Dengan
Apakah Puasa Ramadhan Menjadi Wajib (Penetapan Bulan)
Puasa
Ramadhan menjadi wajib dengan penetapan masuknya bulan, dan ini ditetapkan
dengan dua hal:
1.
Melihat hilal bulan Ramadhan
2.
Menyempurnakan bilangan Sya’ban tiga puluh hari
Mari
kita simak pembahasannya satu persatu berikut ini:
1.
Melihat hilal bulan Ramadhan
Allah
Subhanahu wa Ta’ala berfirman:
فَمَن شَهِدَ
مِنكُمُ ٱلشَّهۡرَ فَلۡيَصُمۡهُۖ
“..Karena itu, barangsiapa di antara kamu
hadir (di negeri tempat tinggalnya) di bulan itu, maka hendaklah ia berpuasa
pada bulan itu..” (QS. Al-Baqarah: 185)
Diriwayatkan dari Ibnu Umar radhiyallahu
‘anhuma, Rasulullah shallallahu ‘alayhi wa sallam bersabda:
إِذَا رَأَيْتُمُوهُ فَصُومُوا
وَإِذَا رَأَيْتُمُوهُ فَأَفْطِرُوا فَإِنْ غُمَّ عَلَيْكُمْ فَاقْدُرُوا لَهُ
“Jika kalian melihatnya, maka berpuasalah;
dan jika kalian melihatnya, maka berbukalah (yakni berharirayalah). Jika kalian
terhalang untuk melihatnya, maka sempurnakanlah bilangannya (30 hari).” (HR.
Bukhari dan Muslim, shahih)
Diriwayatkan juga darinya, Rasulullah shallallahu
‘alayhi wa sallam bersdabda:
الشَّهْرُ تِسْعٌ وَعِشْرُونَ
لَيْلَةً فَلَا تَصُومُوا حَتَّى تَرَوْهُ فَإِنْ غُمَّ عَلَيْكُمْ فَأَكْمِلُوا
الْعِدَّةَ ثَلَاثِيْنَ
“Bulan itu ada dua puluh sembilan hari,
maka janganlah kalian berpuasa hingga kalian melihat hilal. Bila kalian
terhalang untuk melihatnya, maka sempurnakanlah bilangannya menjadi tiga puluh
hari.” (HR. Bukhari, shahih)
Mengetahui Hilal dengan Ru’yah, Bukan dengan
Hisab
Cara mengetahui hilal ialah dengan ru’yah
(melihatnya secara langsung), bukan dengan cara lainnya. Penetapan tempat
terbitnya hilal dengan hisab adalah tidak sah. Karena kita mengetahui secara
pasti dalam agama Islam, penetapan hilal puasa, haji, ‘iddah, ila’, atau
hukum-hukum lainnya yang berkaitan dengan hilal, melalui informasi yang
disampaikan oleh ahli hisab adalah tidak dibolehkan.

Catatan Data
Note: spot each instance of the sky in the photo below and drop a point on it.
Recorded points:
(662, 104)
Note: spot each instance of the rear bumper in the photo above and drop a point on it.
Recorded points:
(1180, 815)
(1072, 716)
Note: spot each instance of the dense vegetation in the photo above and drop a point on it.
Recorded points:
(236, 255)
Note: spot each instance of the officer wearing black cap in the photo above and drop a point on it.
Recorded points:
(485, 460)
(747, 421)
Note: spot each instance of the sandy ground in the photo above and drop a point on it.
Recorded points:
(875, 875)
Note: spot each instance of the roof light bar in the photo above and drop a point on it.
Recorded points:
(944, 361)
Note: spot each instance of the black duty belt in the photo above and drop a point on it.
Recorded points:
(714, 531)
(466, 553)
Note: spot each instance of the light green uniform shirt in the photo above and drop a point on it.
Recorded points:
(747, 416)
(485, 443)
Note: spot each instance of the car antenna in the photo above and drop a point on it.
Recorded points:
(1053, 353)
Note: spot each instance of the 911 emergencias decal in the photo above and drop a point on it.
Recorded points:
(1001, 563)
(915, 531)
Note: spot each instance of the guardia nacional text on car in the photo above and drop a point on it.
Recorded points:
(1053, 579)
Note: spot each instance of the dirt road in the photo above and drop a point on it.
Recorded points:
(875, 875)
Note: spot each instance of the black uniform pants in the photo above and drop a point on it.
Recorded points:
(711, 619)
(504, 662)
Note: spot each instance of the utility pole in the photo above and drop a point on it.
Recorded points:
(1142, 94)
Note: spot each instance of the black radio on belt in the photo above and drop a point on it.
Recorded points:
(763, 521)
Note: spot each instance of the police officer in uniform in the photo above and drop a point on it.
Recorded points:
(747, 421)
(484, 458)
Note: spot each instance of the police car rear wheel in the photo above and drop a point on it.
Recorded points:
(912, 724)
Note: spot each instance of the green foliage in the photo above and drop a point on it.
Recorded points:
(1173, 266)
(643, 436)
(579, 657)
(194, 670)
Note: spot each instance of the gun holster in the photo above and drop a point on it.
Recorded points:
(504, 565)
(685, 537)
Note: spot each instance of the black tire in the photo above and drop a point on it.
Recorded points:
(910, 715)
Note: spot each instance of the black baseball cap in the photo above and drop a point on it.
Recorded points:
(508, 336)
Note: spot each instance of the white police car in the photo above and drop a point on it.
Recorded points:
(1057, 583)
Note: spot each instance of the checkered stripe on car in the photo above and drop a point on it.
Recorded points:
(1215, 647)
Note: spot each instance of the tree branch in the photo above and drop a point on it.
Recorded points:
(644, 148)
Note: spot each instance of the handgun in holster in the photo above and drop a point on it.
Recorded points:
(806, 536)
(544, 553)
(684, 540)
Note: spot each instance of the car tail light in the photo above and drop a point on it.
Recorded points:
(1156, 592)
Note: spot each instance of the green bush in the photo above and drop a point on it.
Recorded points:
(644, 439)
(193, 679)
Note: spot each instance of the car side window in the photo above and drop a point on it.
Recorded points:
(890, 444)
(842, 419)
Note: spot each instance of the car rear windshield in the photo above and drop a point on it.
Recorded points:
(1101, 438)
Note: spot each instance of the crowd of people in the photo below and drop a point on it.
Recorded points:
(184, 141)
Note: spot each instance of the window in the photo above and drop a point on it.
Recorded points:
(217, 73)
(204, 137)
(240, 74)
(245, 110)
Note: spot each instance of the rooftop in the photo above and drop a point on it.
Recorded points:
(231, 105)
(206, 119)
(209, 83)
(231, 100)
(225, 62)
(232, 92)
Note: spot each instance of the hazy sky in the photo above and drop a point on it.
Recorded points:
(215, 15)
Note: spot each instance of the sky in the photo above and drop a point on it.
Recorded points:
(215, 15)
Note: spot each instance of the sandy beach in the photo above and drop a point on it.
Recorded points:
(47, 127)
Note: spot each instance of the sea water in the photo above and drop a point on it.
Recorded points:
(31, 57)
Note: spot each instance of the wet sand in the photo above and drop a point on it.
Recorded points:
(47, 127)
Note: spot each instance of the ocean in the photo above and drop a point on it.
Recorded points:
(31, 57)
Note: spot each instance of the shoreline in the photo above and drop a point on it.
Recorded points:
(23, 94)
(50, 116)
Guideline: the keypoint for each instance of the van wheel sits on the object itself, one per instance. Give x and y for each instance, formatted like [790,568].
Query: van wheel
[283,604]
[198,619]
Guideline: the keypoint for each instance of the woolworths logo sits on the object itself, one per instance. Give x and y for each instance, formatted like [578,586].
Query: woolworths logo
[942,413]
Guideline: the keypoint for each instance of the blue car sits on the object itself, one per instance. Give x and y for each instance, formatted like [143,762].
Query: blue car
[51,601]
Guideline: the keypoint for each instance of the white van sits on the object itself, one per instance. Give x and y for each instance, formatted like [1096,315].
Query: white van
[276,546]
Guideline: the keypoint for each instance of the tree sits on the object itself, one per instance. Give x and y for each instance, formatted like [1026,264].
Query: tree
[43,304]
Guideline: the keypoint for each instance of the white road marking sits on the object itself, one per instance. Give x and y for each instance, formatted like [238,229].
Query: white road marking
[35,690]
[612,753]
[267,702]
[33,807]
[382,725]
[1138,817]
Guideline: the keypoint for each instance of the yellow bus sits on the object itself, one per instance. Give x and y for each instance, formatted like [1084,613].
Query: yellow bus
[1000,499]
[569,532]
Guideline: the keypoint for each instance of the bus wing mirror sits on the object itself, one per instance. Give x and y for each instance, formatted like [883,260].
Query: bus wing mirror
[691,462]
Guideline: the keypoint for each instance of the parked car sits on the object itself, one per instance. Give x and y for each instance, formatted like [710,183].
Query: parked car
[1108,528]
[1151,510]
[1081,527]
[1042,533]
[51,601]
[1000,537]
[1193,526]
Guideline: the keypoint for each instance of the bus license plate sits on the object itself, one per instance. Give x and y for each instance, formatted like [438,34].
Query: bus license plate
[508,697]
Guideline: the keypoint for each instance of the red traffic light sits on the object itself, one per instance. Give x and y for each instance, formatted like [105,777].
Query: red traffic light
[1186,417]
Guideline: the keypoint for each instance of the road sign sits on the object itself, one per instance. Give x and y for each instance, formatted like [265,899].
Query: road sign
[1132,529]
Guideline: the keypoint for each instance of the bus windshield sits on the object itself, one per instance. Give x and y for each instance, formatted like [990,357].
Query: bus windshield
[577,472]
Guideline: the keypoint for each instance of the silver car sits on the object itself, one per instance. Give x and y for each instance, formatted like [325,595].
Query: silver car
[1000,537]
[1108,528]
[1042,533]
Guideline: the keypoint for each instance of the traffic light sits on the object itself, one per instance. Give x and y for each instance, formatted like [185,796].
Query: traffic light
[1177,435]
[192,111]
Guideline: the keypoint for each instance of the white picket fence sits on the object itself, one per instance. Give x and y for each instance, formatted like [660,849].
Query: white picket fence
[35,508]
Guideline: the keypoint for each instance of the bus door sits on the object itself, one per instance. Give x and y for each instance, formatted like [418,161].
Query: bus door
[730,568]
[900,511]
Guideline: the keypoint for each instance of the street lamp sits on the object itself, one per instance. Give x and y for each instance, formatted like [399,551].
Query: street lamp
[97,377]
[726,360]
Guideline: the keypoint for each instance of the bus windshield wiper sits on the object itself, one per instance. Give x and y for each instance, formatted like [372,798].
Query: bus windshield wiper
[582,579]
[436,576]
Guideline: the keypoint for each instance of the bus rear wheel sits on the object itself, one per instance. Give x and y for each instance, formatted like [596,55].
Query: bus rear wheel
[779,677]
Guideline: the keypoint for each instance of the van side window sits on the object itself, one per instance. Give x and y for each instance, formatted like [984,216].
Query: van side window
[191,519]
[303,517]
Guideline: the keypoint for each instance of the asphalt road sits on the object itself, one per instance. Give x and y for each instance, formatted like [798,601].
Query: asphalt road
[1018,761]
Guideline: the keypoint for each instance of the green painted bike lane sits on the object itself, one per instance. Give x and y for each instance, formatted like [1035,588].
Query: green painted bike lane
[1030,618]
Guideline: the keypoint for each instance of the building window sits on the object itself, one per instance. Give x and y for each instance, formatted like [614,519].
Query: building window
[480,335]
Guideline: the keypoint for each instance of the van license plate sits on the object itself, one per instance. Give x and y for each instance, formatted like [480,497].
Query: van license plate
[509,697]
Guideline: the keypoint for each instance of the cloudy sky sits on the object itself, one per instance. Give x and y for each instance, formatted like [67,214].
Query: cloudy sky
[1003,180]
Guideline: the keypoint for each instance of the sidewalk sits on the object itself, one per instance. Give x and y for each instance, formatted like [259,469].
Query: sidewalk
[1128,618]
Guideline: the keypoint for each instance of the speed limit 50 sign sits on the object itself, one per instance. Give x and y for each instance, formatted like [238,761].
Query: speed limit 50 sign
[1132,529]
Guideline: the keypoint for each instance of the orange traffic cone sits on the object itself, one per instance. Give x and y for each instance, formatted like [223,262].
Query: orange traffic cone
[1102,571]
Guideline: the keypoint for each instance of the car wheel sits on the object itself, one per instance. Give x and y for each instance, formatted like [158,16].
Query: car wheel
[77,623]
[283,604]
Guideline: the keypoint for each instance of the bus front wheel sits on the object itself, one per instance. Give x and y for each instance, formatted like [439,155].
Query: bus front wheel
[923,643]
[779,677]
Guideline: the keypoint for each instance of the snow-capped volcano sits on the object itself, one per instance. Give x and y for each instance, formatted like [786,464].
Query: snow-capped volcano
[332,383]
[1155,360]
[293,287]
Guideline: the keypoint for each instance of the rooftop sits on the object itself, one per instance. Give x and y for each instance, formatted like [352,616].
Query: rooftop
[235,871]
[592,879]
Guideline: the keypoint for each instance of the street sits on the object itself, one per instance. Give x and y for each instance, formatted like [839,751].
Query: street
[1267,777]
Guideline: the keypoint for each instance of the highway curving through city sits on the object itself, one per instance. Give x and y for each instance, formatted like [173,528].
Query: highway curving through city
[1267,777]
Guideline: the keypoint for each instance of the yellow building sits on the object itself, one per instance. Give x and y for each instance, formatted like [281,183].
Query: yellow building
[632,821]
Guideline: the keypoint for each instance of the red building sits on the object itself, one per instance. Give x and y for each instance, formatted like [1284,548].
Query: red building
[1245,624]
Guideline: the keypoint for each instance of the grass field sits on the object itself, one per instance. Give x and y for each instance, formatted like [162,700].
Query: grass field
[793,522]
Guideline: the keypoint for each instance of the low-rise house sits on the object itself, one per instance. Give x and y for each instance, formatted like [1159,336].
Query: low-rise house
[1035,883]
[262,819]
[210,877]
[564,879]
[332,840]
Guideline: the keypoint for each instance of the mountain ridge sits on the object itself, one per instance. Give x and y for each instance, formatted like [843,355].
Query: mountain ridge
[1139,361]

**Soal Latihan**
Tuliskan kembali bagian teks tentang penetapan bulan Ramadhan mulai dari "Bukhari dan Muslim, shahih)" sampai dengan "(HR. Bukhari, shahih)", tanpa mengubah satu kata pun. Materi di atas terpisah dari teks tentang penetapan bulan Ramadhan.

**Jawaban**
Bukhari dan Muslim, shahih)
Diriwayatkan juga darinya, Rasulullah shallallahu
‘alayhi wa sallam bersdabda:
الشَّهْرُ تِسْعٌ وَعِشْرُونَ
لَيْلَةً فَلَا تَصُومُوا حَتَّى تَرَوْهُ فَإِنْ غُمَّ عَلَيْكُمْ فَأَكْمِلُوا
الْعِدَّةَ ثَلَاثِيْنَ
“Bulan itu ada dua puluh sembilan hari,
maka janganlah kalian berpuasa hingga kalian melihat hilal. Bila kalian
terhalang untuk melihatnya, maka sempurnakanlah bilangannya menjadi tiga puluh
hari.” (HR. Bukhari, shahih)